The problem: Starting at the line with "Could you point to the eyebrow", return every line through the final one of the data, word for word. Pictures stay out.

Stored records:

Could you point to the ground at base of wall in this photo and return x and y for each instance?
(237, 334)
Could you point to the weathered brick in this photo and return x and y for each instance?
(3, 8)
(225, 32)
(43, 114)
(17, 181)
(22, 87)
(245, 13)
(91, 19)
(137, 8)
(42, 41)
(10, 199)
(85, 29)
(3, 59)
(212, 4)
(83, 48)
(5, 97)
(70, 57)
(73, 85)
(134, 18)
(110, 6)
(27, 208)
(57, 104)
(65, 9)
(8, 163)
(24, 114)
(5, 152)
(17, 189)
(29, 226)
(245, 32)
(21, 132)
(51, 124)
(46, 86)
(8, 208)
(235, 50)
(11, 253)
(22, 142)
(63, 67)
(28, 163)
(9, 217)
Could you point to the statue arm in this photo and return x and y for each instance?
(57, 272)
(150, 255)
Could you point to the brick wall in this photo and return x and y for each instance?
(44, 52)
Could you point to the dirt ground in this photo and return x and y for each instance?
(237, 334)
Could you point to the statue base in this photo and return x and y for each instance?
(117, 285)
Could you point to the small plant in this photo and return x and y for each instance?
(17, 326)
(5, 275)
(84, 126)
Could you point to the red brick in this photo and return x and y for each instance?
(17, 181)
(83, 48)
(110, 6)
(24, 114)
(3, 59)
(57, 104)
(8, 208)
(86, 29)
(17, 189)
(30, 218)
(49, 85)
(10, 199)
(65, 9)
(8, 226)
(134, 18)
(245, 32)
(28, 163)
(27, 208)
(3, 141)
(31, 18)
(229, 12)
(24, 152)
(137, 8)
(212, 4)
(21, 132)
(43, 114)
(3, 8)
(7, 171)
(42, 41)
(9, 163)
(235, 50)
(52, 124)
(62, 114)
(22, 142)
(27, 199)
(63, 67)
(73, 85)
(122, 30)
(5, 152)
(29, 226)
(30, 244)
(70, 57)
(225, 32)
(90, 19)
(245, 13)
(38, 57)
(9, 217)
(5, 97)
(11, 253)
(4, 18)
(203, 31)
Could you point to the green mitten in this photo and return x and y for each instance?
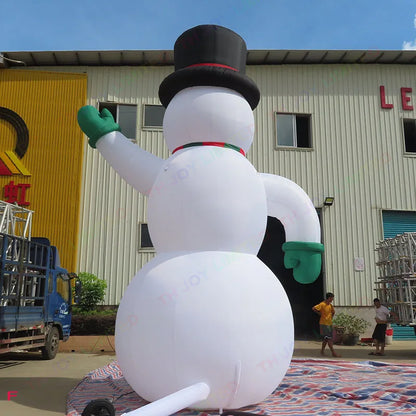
(304, 258)
(94, 124)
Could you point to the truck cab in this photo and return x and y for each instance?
(35, 295)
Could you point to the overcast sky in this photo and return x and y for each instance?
(42, 25)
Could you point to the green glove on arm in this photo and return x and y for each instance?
(304, 258)
(94, 124)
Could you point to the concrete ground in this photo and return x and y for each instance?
(39, 388)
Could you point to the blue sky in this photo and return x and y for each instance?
(38, 25)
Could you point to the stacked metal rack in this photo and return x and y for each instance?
(15, 236)
(396, 285)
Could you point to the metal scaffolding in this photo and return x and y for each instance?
(396, 285)
(15, 236)
(15, 220)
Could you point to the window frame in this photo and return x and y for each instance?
(277, 146)
(140, 232)
(406, 152)
(118, 104)
(151, 128)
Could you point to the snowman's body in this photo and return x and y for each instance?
(206, 309)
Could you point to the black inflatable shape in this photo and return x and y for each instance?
(99, 407)
(209, 55)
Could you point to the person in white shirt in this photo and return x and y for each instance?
(379, 334)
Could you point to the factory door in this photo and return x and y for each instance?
(302, 297)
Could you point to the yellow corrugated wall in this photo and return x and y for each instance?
(48, 103)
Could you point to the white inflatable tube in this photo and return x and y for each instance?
(291, 205)
(173, 402)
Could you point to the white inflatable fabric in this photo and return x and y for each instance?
(221, 318)
(206, 309)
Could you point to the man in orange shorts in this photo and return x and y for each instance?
(326, 311)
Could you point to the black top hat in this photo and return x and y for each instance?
(209, 55)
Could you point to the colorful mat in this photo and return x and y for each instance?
(310, 387)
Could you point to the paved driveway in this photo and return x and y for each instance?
(39, 388)
(36, 387)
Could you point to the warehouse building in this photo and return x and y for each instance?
(341, 124)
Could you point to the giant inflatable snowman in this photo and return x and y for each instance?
(206, 324)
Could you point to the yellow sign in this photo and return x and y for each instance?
(44, 162)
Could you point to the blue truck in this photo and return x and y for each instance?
(35, 296)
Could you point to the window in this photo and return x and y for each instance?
(145, 240)
(409, 128)
(125, 115)
(293, 130)
(153, 116)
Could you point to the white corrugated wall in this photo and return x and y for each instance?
(357, 156)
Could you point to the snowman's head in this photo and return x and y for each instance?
(208, 114)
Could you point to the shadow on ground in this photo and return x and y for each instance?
(35, 392)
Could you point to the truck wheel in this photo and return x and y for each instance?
(52, 343)
(99, 407)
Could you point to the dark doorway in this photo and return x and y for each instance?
(302, 297)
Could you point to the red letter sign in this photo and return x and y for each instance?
(383, 98)
(406, 99)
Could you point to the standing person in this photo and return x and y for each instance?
(379, 334)
(326, 312)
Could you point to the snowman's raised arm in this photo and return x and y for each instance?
(290, 204)
(136, 166)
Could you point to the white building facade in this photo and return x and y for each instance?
(340, 124)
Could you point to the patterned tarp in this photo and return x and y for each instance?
(310, 387)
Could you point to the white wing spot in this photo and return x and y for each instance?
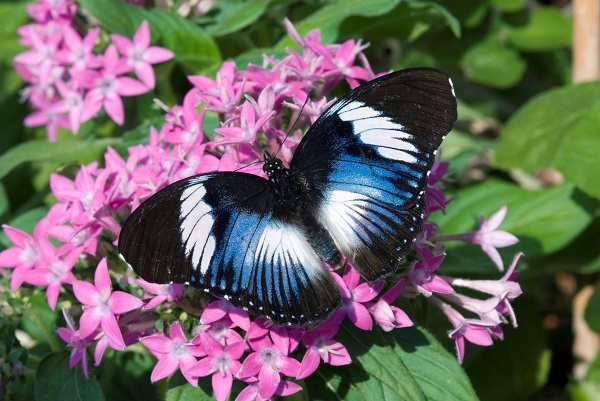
(451, 87)
(196, 225)
(379, 131)
(287, 243)
(340, 213)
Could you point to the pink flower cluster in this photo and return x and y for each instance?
(254, 106)
(68, 81)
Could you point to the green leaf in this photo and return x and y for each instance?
(404, 364)
(557, 130)
(72, 151)
(544, 221)
(12, 16)
(592, 311)
(329, 17)
(509, 5)
(408, 21)
(513, 369)
(39, 321)
(125, 376)
(192, 46)
(493, 64)
(4, 203)
(233, 15)
(56, 381)
(585, 390)
(546, 29)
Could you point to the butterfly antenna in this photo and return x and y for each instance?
(293, 125)
(248, 165)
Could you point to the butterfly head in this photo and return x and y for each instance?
(273, 166)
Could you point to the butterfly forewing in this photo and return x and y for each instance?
(217, 232)
(366, 161)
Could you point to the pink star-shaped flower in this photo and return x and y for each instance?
(102, 306)
(320, 344)
(139, 55)
(222, 363)
(173, 352)
(267, 363)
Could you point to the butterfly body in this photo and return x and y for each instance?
(354, 186)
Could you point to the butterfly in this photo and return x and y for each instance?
(354, 186)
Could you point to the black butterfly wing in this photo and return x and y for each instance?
(366, 161)
(220, 232)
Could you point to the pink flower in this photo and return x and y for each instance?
(503, 291)
(78, 51)
(74, 339)
(475, 331)
(220, 308)
(267, 363)
(107, 86)
(139, 54)
(252, 391)
(56, 272)
(488, 237)
(422, 274)
(248, 128)
(353, 297)
(320, 345)
(26, 254)
(388, 316)
(222, 363)
(173, 352)
(102, 306)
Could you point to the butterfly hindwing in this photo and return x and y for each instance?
(218, 232)
(366, 161)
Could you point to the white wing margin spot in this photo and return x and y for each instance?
(373, 128)
(286, 243)
(341, 212)
(196, 226)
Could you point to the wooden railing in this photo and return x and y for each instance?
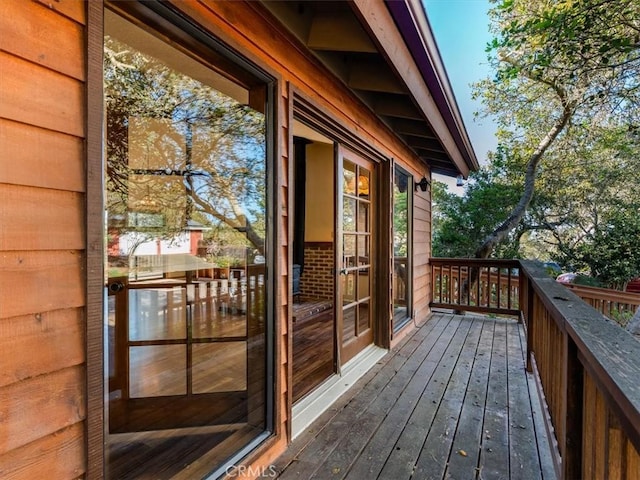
(587, 369)
(613, 304)
(490, 285)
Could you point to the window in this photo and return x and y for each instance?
(401, 248)
(187, 323)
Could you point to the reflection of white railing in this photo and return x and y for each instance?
(400, 273)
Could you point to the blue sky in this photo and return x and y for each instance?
(462, 33)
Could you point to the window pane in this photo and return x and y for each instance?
(219, 367)
(349, 178)
(186, 217)
(349, 323)
(157, 371)
(401, 254)
(349, 215)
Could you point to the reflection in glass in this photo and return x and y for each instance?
(349, 178)
(185, 194)
(157, 314)
(363, 217)
(363, 317)
(219, 367)
(349, 215)
(157, 370)
(364, 256)
(349, 323)
(401, 254)
(364, 285)
(349, 251)
(349, 287)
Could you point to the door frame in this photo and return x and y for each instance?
(344, 353)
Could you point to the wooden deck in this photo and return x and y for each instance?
(453, 400)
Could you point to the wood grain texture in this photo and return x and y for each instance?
(57, 397)
(39, 344)
(55, 101)
(36, 282)
(431, 408)
(73, 9)
(42, 36)
(41, 219)
(40, 157)
(56, 456)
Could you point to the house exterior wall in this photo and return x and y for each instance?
(43, 163)
(42, 239)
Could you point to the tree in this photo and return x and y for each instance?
(179, 151)
(560, 66)
(461, 222)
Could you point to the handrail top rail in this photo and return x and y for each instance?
(491, 262)
(605, 292)
(610, 353)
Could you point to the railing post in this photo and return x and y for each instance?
(572, 450)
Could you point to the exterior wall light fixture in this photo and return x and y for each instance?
(423, 184)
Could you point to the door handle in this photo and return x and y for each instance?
(116, 287)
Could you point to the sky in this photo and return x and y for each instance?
(461, 29)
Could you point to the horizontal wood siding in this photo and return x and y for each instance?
(247, 28)
(42, 293)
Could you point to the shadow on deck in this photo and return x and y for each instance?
(453, 400)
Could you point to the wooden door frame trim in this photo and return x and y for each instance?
(305, 109)
(94, 255)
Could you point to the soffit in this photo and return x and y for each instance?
(371, 60)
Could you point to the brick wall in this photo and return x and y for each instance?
(318, 276)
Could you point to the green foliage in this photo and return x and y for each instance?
(564, 70)
(612, 251)
(460, 223)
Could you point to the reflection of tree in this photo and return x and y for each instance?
(400, 223)
(178, 149)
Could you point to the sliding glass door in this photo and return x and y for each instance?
(402, 287)
(186, 257)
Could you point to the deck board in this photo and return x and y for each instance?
(453, 400)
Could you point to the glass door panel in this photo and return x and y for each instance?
(356, 289)
(186, 219)
(402, 286)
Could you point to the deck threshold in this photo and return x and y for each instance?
(311, 406)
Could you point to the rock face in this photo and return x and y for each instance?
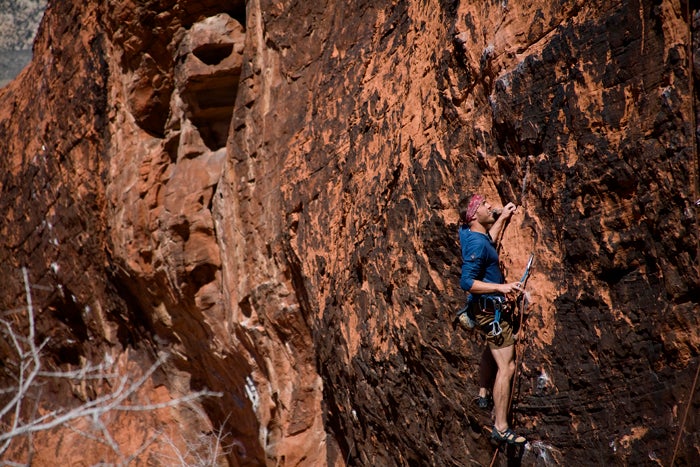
(265, 193)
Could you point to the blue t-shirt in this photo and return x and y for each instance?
(479, 259)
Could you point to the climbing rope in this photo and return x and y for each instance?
(516, 375)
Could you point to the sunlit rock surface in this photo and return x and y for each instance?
(265, 192)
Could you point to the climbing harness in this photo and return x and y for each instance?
(495, 304)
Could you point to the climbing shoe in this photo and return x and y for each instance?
(507, 436)
(484, 403)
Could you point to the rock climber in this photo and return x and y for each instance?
(488, 306)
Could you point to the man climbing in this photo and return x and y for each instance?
(482, 278)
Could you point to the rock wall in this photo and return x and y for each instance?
(266, 191)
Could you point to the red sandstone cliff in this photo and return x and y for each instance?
(265, 192)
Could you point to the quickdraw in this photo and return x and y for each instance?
(498, 304)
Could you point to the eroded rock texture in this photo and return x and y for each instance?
(266, 191)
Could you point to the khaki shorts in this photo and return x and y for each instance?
(505, 338)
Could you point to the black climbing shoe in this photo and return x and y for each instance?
(507, 436)
(484, 403)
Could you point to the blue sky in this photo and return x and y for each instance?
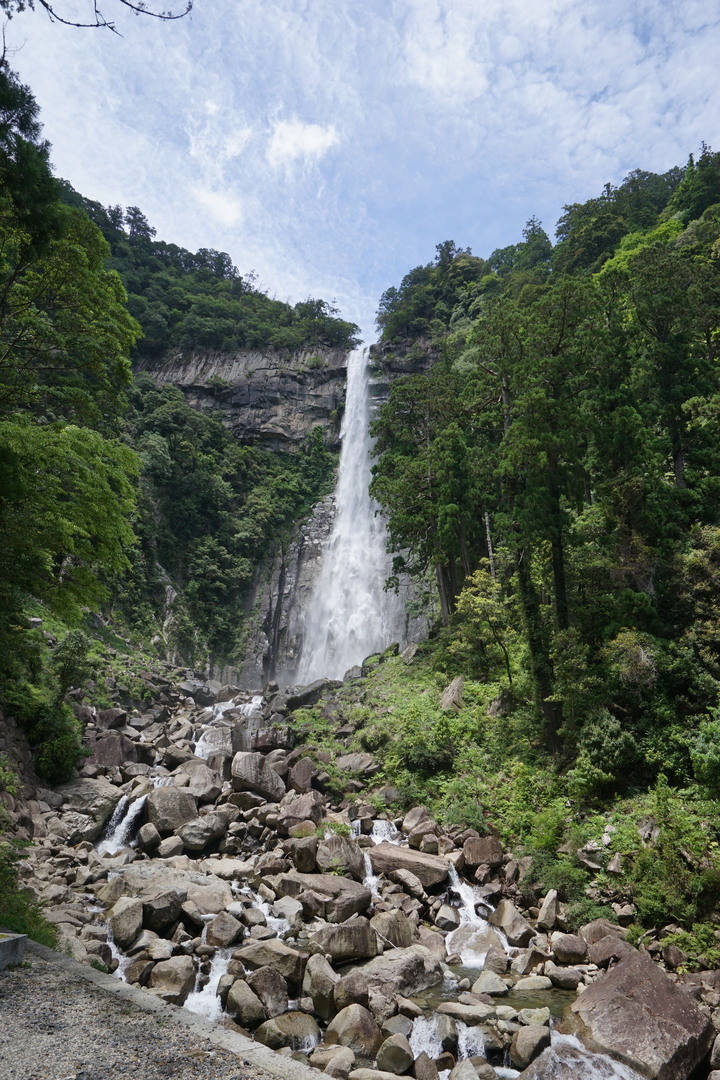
(329, 145)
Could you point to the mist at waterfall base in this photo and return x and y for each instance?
(350, 615)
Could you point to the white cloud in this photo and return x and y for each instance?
(293, 140)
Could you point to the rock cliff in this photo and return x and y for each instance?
(273, 397)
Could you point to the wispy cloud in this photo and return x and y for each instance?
(331, 145)
(295, 140)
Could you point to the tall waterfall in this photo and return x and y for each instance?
(350, 615)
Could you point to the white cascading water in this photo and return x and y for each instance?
(350, 615)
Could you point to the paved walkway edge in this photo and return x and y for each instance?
(249, 1052)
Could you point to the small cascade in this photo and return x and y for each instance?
(568, 1055)
(424, 1037)
(204, 1000)
(474, 937)
(350, 615)
(122, 826)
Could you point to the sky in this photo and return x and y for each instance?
(329, 145)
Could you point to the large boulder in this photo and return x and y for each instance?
(205, 784)
(338, 855)
(356, 1028)
(399, 972)
(170, 808)
(338, 898)
(355, 940)
(201, 832)
(252, 773)
(637, 1014)
(95, 798)
(296, 1030)
(150, 879)
(318, 983)
(126, 920)
(244, 1006)
(508, 919)
(274, 954)
(431, 869)
(174, 979)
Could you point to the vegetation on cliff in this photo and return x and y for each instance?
(114, 494)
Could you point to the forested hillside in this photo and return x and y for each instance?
(556, 473)
(116, 495)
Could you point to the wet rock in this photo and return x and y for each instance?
(162, 910)
(223, 930)
(393, 927)
(395, 1055)
(244, 1006)
(338, 898)
(527, 1044)
(339, 855)
(547, 913)
(126, 920)
(250, 773)
(170, 808)
(354, 940)
(516, 929)
(356, 1028)
(351, 989)
(296, 1029)
(430, 869)
(201, 832)
(318, 983)
(274, 954)
(636, 1013)
(174, 979)
(569, 948)
(483, 850)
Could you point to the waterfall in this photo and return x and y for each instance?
(349, 615)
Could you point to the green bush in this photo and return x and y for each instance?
(19, 913)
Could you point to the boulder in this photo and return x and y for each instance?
(274, 954)
(399, 972)
(637, 1014)
(205, 784)
(354, 940)
(351, 989)
(126, 920)
(296, 809)
(250, 773)
(569, 948)
(318, 983)
(430, 869)
(339, 898)
(356, 1028)
(170, 808)
(393, 928)
(508, 919)
(296, 1030)
(244, 1006)
(271, 988)
(153, 878)
(395, 1055)
(483, 850)
(339, 855)
(223, 930)
(527, 1044)
(174, 979)
(547, 913)
(489, 983)
(163, 910)
(95, 798)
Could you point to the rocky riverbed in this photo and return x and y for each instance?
(203, 856)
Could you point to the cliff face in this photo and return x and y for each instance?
(276, 399)
(268, 396)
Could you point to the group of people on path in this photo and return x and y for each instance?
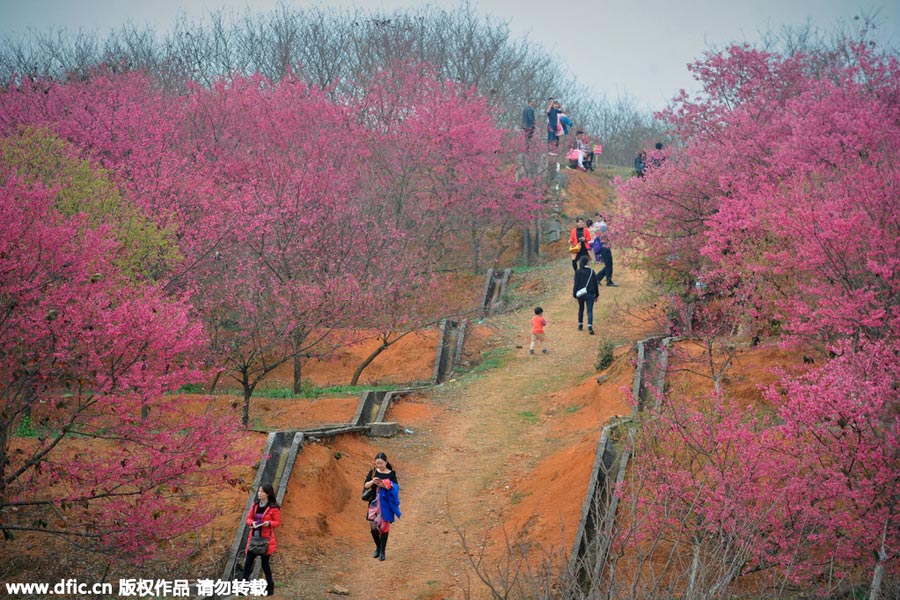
(381, 492)
(581, 153)
(588, 237)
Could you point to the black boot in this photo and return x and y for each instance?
(383, 544)
(377, 539)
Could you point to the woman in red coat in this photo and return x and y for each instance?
(262, 519)
(580, 239)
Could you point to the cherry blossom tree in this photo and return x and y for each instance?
(91, 356)
(778, 200)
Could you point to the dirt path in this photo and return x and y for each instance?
(493, 430)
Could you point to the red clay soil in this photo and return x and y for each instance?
(506, 447)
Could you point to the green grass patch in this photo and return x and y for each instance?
(25, 429)
(529, 416)
(492, 359)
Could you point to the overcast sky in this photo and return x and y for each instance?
(634, 47)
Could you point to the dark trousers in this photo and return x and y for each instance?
(606, 257)
(586, 301)
(267, 571)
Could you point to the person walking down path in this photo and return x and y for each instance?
(384, 509)
(603, 252)
(262, 519)
(538, 322)
(580, 240)
(585, 290)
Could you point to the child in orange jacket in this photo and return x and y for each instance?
(538, 322)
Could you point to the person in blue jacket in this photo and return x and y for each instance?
(385, 508)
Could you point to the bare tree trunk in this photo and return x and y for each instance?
(214, 382)
(297, 387)
(878, 575)
(355, 379)
(695, 570)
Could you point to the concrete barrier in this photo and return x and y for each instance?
(590, 550)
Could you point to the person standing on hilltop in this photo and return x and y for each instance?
(385, 507)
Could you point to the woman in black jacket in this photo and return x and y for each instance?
(585, 290)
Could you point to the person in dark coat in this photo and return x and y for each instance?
(585, 290)
(262, 519)
(385, 508)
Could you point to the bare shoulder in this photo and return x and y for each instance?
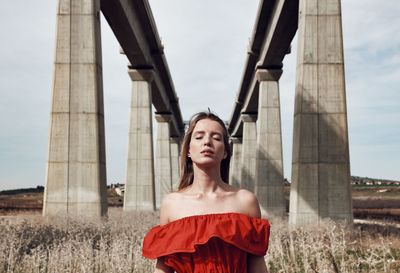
(249, 203)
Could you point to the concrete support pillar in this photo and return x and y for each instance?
(76, 166)
(249, 152)
(235, 174)
(175, 149)
(140, 186)
(163, 158)
(269, 179)
(320, 165)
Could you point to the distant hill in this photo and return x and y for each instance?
(358, 180)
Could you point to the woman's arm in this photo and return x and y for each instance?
(164, 219)
(256, 264)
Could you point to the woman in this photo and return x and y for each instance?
(208, 225)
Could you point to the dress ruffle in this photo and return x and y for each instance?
(183, 235)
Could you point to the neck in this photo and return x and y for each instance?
(206, 180)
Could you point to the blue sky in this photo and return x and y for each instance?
(205, 44)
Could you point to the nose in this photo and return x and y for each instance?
(207, 140)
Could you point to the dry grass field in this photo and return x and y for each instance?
(30, 243)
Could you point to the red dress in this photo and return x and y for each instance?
(208, 243)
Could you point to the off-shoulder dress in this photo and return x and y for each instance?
(208, 243)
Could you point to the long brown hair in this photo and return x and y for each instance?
(186, 178)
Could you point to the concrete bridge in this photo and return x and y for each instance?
(76, 167)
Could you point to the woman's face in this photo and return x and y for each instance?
(206, 146)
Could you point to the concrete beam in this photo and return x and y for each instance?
(273, 32)
(134, 27)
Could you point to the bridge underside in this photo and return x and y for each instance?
(76, 167)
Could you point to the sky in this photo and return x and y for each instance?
(205, 43)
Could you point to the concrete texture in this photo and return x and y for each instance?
(269, 174)
(163, 158)
(320, 165)
(140, 185)
(133, 25)
(235, 168)
(76, 166)
(249, 152)
(175, 170)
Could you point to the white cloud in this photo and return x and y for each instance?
(205, 45)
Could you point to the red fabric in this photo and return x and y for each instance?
(208, 243)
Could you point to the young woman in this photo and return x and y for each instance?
(208, 225)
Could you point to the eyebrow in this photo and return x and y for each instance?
(203, 132)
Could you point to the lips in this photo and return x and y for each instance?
(207, 151)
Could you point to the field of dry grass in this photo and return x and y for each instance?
(30, 243)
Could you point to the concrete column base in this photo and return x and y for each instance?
(76, 166)
(320, 165)
(140, 185)
(269, 179)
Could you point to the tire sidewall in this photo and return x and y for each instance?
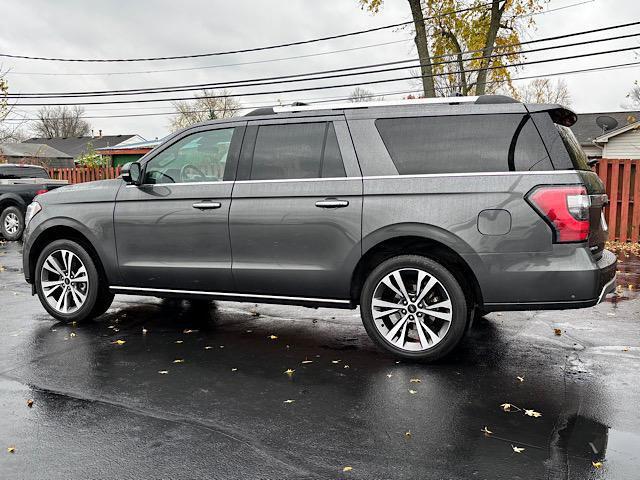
(458, 302)
(20, 215)
(86, 310)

Correct result:
Could you point to the eyebrow in this photo and return x and y for each instance?
(203, 132)
Could you point to the lips in this photo and return x and y for each instance?
(207, 151)
Could you point to the field of dry grass in this photo and return x and y for each instance?
(30, 243)
Could you point to the concrete column base in this photo and return x and y for each instance?
(76, 166)
(320, 165)
(140, 185)
(269, 179)
Could you point to the tire sidewall in this photo and return x and y for each instance?
(458, 302)
(20, 215)
(86, 310)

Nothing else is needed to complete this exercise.